- [Instructions to follow]: Copy each line below that contains "order".

- [Material shown]:

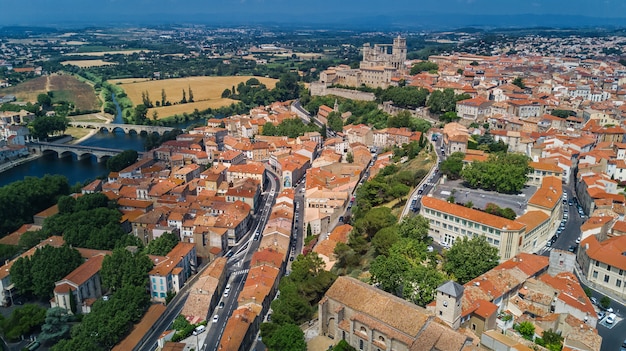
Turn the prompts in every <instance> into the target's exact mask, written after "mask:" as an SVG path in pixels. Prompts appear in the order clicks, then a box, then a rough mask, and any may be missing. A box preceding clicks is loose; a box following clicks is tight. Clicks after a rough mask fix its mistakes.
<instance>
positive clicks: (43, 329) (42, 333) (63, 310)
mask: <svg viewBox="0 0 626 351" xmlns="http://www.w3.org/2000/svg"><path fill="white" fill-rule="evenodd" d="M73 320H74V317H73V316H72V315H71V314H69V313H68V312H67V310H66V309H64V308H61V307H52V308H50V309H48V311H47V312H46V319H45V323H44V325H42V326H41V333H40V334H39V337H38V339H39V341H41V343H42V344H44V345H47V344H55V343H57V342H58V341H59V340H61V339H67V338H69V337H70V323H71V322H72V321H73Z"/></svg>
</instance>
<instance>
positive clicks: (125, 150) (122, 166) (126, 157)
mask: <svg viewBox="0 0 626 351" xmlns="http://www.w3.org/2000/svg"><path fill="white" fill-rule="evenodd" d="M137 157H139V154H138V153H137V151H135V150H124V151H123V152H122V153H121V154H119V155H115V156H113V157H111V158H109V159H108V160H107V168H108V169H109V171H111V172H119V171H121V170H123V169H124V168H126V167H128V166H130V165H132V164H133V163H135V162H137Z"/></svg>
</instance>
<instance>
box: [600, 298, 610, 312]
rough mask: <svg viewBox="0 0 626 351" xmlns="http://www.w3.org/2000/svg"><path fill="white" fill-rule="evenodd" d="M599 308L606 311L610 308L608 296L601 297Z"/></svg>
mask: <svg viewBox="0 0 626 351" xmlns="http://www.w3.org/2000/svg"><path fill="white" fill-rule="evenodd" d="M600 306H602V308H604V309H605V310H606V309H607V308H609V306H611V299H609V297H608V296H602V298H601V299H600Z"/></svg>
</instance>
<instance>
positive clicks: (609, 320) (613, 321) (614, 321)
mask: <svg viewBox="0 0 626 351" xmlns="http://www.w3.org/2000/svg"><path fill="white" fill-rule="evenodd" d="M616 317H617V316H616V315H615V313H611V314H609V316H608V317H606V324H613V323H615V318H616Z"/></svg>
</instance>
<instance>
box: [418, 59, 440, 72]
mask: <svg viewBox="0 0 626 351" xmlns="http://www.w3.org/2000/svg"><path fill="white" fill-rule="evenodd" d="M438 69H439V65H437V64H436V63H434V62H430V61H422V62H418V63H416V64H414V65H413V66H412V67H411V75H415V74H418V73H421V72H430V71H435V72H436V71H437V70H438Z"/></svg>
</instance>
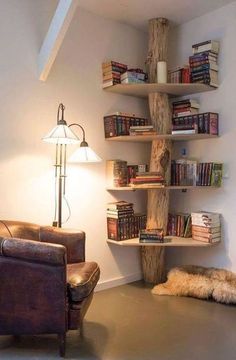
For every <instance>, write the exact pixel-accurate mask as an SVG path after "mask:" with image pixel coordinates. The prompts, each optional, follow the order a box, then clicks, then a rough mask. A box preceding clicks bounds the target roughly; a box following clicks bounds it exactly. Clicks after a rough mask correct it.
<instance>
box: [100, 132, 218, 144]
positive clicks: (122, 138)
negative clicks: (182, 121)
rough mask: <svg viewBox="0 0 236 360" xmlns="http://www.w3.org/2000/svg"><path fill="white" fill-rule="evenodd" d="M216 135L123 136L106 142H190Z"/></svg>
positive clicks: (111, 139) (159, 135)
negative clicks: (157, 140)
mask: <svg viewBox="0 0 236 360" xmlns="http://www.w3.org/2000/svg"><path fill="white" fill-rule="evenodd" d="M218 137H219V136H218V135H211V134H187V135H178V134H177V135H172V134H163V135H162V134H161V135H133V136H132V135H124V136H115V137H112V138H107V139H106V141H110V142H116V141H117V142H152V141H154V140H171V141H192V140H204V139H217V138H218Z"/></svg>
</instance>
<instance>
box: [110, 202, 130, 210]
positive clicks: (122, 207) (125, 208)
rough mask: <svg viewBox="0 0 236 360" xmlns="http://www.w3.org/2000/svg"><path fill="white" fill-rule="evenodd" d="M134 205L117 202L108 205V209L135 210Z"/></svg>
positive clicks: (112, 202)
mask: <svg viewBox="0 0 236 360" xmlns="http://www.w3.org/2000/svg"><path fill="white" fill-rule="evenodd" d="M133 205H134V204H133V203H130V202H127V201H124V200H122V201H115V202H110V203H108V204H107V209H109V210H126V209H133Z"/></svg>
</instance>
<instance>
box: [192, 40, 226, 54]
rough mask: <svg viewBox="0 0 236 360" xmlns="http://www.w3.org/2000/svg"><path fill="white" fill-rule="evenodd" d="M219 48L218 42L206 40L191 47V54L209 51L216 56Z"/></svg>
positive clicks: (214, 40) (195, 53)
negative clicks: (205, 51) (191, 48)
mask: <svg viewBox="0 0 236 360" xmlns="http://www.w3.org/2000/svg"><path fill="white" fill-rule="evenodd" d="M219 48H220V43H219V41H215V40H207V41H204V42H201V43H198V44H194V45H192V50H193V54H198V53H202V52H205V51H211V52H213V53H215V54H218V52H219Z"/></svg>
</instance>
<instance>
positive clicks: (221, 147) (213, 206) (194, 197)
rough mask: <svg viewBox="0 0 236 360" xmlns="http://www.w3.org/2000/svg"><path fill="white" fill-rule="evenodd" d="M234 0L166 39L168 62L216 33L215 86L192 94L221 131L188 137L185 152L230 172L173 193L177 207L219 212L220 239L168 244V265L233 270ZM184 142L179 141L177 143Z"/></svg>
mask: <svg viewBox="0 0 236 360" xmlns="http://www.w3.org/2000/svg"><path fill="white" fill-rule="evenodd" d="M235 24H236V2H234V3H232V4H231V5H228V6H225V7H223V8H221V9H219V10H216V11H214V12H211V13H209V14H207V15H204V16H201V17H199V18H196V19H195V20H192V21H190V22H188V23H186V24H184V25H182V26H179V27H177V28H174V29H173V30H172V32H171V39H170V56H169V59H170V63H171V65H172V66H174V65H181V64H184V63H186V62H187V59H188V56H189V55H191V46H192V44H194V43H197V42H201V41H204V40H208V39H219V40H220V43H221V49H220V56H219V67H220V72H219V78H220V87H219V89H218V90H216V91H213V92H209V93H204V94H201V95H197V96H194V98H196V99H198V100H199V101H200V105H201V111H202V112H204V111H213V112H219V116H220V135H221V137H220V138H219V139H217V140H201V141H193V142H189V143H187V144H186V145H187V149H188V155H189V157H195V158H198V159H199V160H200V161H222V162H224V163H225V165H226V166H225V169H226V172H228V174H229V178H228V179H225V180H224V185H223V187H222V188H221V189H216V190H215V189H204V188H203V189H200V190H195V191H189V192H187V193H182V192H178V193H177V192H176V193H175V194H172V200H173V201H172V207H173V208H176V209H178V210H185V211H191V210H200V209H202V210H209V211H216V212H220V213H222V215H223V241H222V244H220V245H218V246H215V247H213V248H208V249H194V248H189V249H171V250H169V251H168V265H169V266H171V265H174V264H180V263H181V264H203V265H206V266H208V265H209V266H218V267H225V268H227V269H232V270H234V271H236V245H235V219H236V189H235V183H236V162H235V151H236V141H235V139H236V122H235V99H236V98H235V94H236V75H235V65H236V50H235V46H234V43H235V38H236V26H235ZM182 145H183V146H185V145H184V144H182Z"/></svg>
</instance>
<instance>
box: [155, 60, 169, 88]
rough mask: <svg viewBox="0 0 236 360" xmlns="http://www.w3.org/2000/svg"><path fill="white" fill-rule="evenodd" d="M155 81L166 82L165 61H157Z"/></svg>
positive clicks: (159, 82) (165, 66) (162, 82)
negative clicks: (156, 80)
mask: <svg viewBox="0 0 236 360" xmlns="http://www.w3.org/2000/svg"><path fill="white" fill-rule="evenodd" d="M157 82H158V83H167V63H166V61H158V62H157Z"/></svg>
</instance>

- [Result below]:
Turn the prompts in every <instance> into the target's exact mask, written after "mask:" as an SVG path in pixels. Prompts appear in the order clicks, then a box, then a rough mask, and any may be missing. A box preceding clicks is loose; a box following clicks is tight. Clicks after a rough mask fix its mistakes.
For every <instance>, write the exact pixel-accurate mask as an SVG path after "mask:" with image pixel coordinates. The prompts, each optional, follow the order a box, then clicks, then a rough mask. A box preceding clicks bounds the target roughly; a box following clicks bounds it exactly. Clicks after a rough mask correct it.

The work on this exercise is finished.